Koper en aluminium zijn nu al schaarse grondstoffen, laat staan over tien à vijftien jaar: zou die omvormer of onderconstructie straks niets meer waard zijn? Óf heb je straks juist verborgen waarde in bezit waar veel vraag naar is, en die je weer kan inzetten om de terugreis of vervanging van het systeem te organiseren?

Er is niemand die twijfelt aan de positieve bijdrage van zonnepanelen. Stel inderdaad dat er, tot het dak over vijftien jaar gerenoveerd wordt, 2.000 kilowattuur per jaar gegenereerd wordt, dan staat dat – conservatief gerekend met 0,30 euro – gelijk aan 9.000 euro aan energieopbrengst.

Dan moet er toch een andere manier zijn om af te schrijven, een product of dienst aan te bieden en, of te installeren? Een andere manier van financiering; sleutelen aan het product- en, of serviceaanbod, en rekening houden met de kosten en opbrengsten van het economisch einde van het systeem. Met een dosis creativiteit is er in de keten veel op te lossen voor deze groep vergeten huurders.

Op een ander manier naar eigendom, waarde, toekomst en mogelijkheden in de keten kijken, biedt veel kansen voor de sector én maakt zonnestroom bereikbaar voor doelgroepen die nu buiten de boot vallen. Daar is anders- of omdenken hard voor nodig.

Gelukkig staan woningcorporaties steeds meer open voor gezamenlijke innovaties zodat we de komende jaren niet alleen vele complexen gerenoveerd zien worden, maar in de tussentijd de betreffende huurder toch blij kunnen maken met een zonnepaneelsysteem.

__Datasetgedeelte__:
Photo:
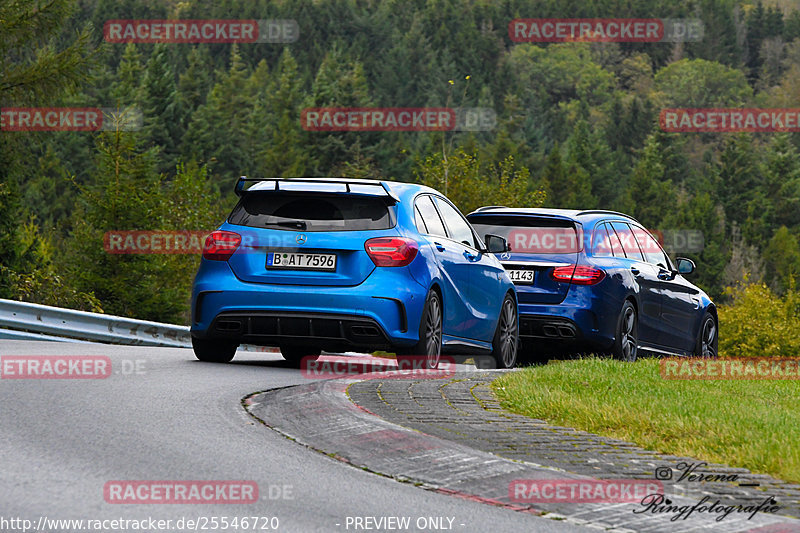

__Taakdetails__: Geef uit de tekst over zonnepanelen letterlijk het stuk weer tussen "Op een ander" en "hard voor nodig.", beide inbegrepen.

__De uitvoer__:
Op een ander manier naar eigendom, waarde, toekomst en mogelijkheden in de keten kijken, biedt veel kansen voor de sector én maakt zonnestroom bereikbaar voor doelgroepen die nu buiten de boot vallen. Daar is anders- of omdenken hard voor nodig.